§ **THE REQUEST**
Duplicate word for word the part of the forum post on limits below that lies between "No for the case" and "denominator in the Limit.", inclusive.

Yes, for non-zero difference between the diameters.  Take a gander at my proof in this message:
http://forum.nasaspaceflight.com/index.php?topic=37642.msg1388641#msg1388641

No for the case approaching a cylinder, where one imposes the conditions of the diameters being equal.

The Limit of a mathematical expression depends on what assumptions are made on the behavior of the parameters in the expression in the limit.

For example, the case of 0/0 (zero over zero)  is Indeterminate in general.  To find out one has to specify the behavior of the numerator and the denominator in the Limit.

From geometry it follows:

Tan[θ] =(Db - Ds)/ (2 h)

§ **MATERIAL SUPPLIED**
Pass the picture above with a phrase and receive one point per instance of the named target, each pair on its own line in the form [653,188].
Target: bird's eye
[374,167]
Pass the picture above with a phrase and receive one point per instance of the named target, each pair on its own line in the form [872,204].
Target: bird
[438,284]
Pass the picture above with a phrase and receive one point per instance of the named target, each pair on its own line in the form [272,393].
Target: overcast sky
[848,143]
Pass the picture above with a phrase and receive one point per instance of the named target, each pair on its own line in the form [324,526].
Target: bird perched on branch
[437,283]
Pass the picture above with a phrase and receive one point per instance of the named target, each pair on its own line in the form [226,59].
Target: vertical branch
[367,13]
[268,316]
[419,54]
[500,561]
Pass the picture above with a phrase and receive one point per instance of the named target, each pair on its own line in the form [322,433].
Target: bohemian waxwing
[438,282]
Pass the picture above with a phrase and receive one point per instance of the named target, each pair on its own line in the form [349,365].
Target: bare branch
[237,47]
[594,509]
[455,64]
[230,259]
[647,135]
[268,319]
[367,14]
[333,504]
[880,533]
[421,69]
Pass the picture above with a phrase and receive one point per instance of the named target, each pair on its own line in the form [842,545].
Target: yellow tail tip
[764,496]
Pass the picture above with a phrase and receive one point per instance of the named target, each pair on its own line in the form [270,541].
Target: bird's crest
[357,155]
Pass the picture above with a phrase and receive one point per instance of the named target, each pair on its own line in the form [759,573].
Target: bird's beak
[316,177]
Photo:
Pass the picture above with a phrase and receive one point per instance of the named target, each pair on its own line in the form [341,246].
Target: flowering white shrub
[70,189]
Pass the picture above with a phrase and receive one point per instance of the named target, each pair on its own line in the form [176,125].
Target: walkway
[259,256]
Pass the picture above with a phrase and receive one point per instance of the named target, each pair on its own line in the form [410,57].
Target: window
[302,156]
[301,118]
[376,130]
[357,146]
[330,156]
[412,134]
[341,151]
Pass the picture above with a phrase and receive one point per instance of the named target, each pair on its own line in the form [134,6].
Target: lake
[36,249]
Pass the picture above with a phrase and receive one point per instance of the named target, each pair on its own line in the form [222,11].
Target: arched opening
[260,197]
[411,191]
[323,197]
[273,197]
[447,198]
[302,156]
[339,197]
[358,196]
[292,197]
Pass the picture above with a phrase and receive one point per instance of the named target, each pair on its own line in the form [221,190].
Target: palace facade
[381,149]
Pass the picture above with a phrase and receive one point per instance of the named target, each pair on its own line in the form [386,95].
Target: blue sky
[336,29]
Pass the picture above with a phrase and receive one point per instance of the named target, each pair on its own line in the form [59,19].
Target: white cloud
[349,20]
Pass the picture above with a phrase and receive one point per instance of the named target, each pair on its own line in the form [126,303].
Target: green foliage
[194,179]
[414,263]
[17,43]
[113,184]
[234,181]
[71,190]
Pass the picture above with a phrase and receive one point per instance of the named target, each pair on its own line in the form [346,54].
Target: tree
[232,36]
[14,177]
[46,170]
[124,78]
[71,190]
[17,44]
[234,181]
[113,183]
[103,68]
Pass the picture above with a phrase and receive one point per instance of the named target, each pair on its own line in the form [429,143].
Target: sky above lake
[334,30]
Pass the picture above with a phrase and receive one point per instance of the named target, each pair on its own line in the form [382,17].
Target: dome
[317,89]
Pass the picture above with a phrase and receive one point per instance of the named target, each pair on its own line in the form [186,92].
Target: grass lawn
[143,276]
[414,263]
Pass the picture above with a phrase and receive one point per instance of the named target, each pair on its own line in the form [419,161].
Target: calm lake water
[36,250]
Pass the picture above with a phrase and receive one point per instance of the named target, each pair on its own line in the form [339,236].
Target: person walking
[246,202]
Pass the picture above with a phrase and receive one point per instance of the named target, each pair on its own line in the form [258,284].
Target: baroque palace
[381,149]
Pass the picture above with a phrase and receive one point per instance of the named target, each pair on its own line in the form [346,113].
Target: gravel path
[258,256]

§ **SOLUTION TO THE PROBLEM**
No for the case approaching a cylinder, where one imposes the conditions of the diameters being equal.

The Limit of a mathematical expression depends on what assumptions are made on the behavior of the parameters in the expression in the limit.

For example, the case of 0/0 (zero over zero)  is Indeterminate in general.  To find out one has to specify the behavior of the numerator and the denominator in the Limit.